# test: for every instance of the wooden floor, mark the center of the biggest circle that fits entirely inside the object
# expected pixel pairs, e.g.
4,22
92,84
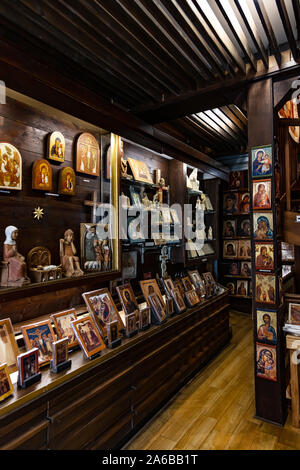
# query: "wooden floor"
215,410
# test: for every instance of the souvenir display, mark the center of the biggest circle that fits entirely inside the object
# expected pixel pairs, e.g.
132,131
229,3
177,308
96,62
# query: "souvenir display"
156,307
265,290
40,335
67,181
264,256
150,287
8,346
28,368
263,225
140,171
6,387
229,228
69,261
42,175
261,194
266,322
10,167
96,251
102,307
261,161
87,155
56,147
230,249
88,336
128,300
62,322
266,362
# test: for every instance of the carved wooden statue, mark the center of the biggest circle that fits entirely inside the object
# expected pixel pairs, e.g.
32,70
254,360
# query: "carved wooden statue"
69,261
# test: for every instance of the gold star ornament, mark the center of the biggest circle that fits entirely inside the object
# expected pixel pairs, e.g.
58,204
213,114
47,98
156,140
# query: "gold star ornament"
38,213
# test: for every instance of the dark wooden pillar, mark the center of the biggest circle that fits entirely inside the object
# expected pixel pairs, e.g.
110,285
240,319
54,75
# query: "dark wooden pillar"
269,383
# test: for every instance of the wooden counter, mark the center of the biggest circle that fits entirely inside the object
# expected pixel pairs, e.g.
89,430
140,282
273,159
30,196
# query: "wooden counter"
100,404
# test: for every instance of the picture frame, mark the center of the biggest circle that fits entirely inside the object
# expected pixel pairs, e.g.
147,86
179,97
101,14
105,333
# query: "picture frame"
88,336
42,175
266,361
87,155
56,147
10,157
40,335
150,286
140,171
67,181
261,192
9,350
102,308
6,386
262,161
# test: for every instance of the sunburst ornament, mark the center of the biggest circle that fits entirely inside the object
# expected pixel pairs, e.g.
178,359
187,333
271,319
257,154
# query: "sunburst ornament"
38,213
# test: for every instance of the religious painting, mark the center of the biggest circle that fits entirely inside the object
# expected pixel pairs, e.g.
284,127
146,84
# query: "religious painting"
102,307
96,248
42,175
62,323
243,227
87,155
88,336
266,323
56,147
231,203
241,288
264,256
40,335
28,365
67,181
262,194
229,228
244,202
263,226
266,361
140,171
230,249
236,179
150,286
244,249
6,387
261,158
128,300
10,167
8,346
265,290
294,314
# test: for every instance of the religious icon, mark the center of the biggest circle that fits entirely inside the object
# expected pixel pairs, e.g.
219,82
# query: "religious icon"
62,323
128,300
266,323
6,386
102,307
262,194
40,335
88,336
67,181
8,346
10,167
265,290
264,256
140,171
230,249
263,225
266,361
261,161
56,147
87,155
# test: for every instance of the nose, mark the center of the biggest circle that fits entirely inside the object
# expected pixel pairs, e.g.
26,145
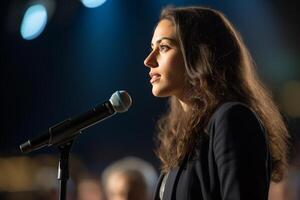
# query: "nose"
151,60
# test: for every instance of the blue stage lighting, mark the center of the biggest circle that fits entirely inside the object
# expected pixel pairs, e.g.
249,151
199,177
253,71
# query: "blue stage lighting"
93,3
34,22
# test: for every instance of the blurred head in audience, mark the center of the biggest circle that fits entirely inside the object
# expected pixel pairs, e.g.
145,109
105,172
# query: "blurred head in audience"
129,179
89,188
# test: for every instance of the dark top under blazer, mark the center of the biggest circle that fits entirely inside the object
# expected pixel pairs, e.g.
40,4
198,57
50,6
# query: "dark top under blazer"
232,162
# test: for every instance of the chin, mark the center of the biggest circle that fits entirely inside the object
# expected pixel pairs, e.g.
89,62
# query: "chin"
157,92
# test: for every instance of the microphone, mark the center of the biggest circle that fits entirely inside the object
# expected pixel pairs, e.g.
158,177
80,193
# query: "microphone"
66,130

## Directive
Every line of the data above should be quoted exactly. Omit the pictures.

## Task result
# test: for every instance of the wooden floor, mark the center of the biggest circle that fits entirely inside the object
# expected pixel pairs, e.g.
4,22
92,84
# query: "wooden floor"
215,410
# test: for every instance of the souvenir display, mark the center of the biggest circle that fits entirely inside the object
# expected pixel pairs, e.g.
132,131
229,3
177,308
96,62
# query: "souvenir display"
156,307
265,290
40,335
67,181
264,256
150,287
8,346
28,368
263,225
140,171
6,387
229,228
69,261
42,175
261,194
266,322
10,167
96,251
102,307
261,161
87,155
56,147
230,249
88,336
128,300
62,322
266,362
# test: for every instance of the carved wooden statue, mark the center of the biggest circle that fits entirely inside the object
# expected pixel pairs, e.g.
32,70
254,360
# query: "carved wooden statue"
69,261
# test: for every instance of the gold star ornament, mark the center of the biggest circle that fits entirely inside the object
# expected pixel pairs, e.g.
58,204
213,114
47,98
156,140
# query: "gold star ornament"
38,213
# test: for every instance of the dark wooden pillar, mark the center of the biggest circle that fits entirely inside the object
# expected pixel pairs, e.g.
110,285
240,319
54,75
# query: "dark wooden pillar"
269,383
# test: for every instance of the wooden counter, mark the center of the biggest circle that fits entirely inside the object
# expected pixel pairs, e.g.
89,430
140,282
273,159
30,196
# query: "wooden counter"
100,404
# test: for every instance of the picture frame, mark the center of the biggest circle that fits entirely inside the object
# expected pixel pairs, e.g.
147,86
179,97
101,14
105,333
# query: "picture frame"
88,336
42,175
266,361
87,155
56,147
10,157
40,335
150,286
140,171
67,181
261,192
9,350
102,308
6,386
262,161
# test: for every instance of the sunburst ornament, mark the center of the biggest circle that fits entirely inside the object
# expected pixel pairs, e.g.
178,359
187,333
271,319
257,154
# query: "sunburst ornament"
38,213
# test: for every instance of the religious painting, mark the center of the biggest circle that fits entirely inside the object
# expected pixel pairs, e.g.
284,127
146,84
# query: "religious painting"
102,307
96,248
42,175
62,323
243,227
87,155
88,336
266,323
56,147
231,203
241,288
264,256
40,335
28,365
67,181
262,194
229,228
244,202
263,226
266,361
140,171
230,249
236,179
150,286
244,249
6,387
261,158
128,300
10,167
8,346
265,290
294,314
# test: for every instance of the religious icon, mark the center of the biggest circle that fits entirely inside the object
# expected pixel pairs, e.g.
219,82
# query: "religious icon"
62,323
128,300
266,323
6,386
102,307
262,194
40,335
88,336
67,181
8,346
10,167
265,290
264,256
140,171
230,249
263,225
266,361
261,161
56,147
87,155
# test: for every instance of the nose, mark the center of the biggest circle that fits entirely inside the object
# expected pixel pairs, e.g.
26,145
# query: "nose"
151,60
# test: for every instance of the blue stage lighting, mark the center of the biggest circle that fits entirely inside the object
# expected pixel pairs, e.g.
249,151
199,177
253,71
# query: "blue stage lighting"
93,3
34,22
# test: for every instance of the blurred head in audience, mark the center of the biggest circle that fits entirely inside the object
# expected pixel pairs, e.g.
145,109
105,172
# query: "blurred head in audience"
129,179
89,188
# test: for every instance of the dark top under blazer, mark the center of the biggest circle that fits entirely inside the object
# expected pixel pairs, e.g.
40,4
198,57
50,6
# query: "dark top under blazer"
232,162
# test: for every instance of the chin, mark the center of the biggest circle that fits entirely inside the object
# expected pixel pairs, e.g.
89,62
# query: "chin"
157,92
# test: for every instance of the microphone, mark the center of the biggest circle that fits entirely inside the object
# expected pixel pairs, e.g.
158,177
80,193
# query: "microphone"
66,130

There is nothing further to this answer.